Quoted passage —

[Diy_efi] WB free air calibration

bcroe at juno.com bcroe at juno.com
Sat Jun 1 21:43:03 GMT 2002


Just thought I would add a few corrections to the "facts".

On Wed, 29 May 2002 22:56:19 -0700 Garfield Willis 

> We have two 'dweeb-WB' circuits here we use for demos for 
> those customers that have heard of it

> neither works properly until you get up to ALT output voltages, 
> so they both expose the sensor to late warmup, and from
> sensor to sensor, they each may take from 30secs to a 
> couple minutes to NEVER, for the sensor's heater to warm 
> up properly, once the ALT is turning. Depends on the sensor. 

The heater may be nearly completely warmed up in a minute 
before the engine is started.  The LED may not come on at this 
time, but it will very shortly after the engine is started.  If warmup 
is 2 minutes to NEVER, it means the WB unit was not properly 
set up for that sensor per instructions (add 15 ohm resistors).


> I have it on good authority that the dweed-O2 Cal R circuitry 
> was 'reverse-engineered' based on measuring just TWO 
> sensors.  Yuh, good plan. I could quote the person involved, 
> who didn't know he was communicating with us at the time, 
> but I wouldn't want to embarrass him. :)  I even have drawings 
> and explanatory notes; we do our intel homework.

The Rcal circuit wasn't "reverse engineered" at all.  It was 
derived from the equations in a technical paper on the 
sensor.  As a sanity check, results from some sensors 
(quite a few more than 2) were compared, with favorable 
results.


> 'Dweeb-O2' requires 14+V to operate, and will NOT operate  
> on even a fully charged +Batt w/o the ALT running, so it won't 
> even begin to warm up the sensor until the exhaust is 
> already flowing.

Excerpts of labeled region data —
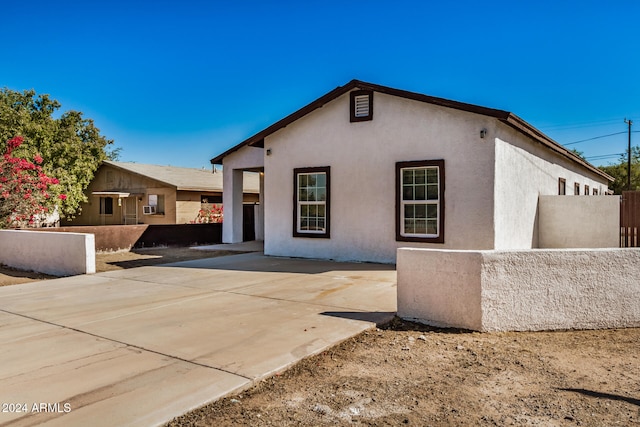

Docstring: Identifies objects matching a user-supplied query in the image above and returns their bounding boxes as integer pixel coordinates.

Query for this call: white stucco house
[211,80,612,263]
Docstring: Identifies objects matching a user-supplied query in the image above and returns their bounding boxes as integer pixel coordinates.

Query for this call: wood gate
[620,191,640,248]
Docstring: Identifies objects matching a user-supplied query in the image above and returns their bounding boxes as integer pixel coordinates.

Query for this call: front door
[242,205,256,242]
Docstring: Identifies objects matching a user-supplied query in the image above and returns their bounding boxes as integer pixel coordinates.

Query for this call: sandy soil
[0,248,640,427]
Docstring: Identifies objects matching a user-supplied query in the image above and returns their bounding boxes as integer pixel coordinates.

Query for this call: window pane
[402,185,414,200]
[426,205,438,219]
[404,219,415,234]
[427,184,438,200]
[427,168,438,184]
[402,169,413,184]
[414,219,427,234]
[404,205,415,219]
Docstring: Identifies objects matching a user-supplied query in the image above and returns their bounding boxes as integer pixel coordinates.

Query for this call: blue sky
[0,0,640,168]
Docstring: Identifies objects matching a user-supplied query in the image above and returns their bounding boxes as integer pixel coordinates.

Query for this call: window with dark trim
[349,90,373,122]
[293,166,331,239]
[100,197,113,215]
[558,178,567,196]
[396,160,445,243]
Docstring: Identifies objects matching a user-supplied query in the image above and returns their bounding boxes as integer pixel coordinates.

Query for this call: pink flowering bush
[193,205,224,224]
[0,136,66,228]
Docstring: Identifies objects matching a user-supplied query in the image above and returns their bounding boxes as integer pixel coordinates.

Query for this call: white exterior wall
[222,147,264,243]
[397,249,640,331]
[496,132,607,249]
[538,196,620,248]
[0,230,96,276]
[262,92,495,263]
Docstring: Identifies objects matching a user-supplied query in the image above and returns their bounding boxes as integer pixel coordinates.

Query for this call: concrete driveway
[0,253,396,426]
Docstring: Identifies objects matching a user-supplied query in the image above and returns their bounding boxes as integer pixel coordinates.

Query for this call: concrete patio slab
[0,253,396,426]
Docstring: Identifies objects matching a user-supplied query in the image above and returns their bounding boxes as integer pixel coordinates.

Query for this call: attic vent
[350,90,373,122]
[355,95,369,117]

To do —
**A.** Translate this sentence from the wideband sensor post into Spanish: "The heater may be nearly completely warmed up in a minute before the engine is started."
**B.** According to the wideband sensor post, what was the Rcal circuit derived from?

Task answers —
**A.** El calentador puede estar casi completamente caliente en un minuto antes de que se arranque el motor.

**B.** It was derived from the equations in a technical paper on the sensor.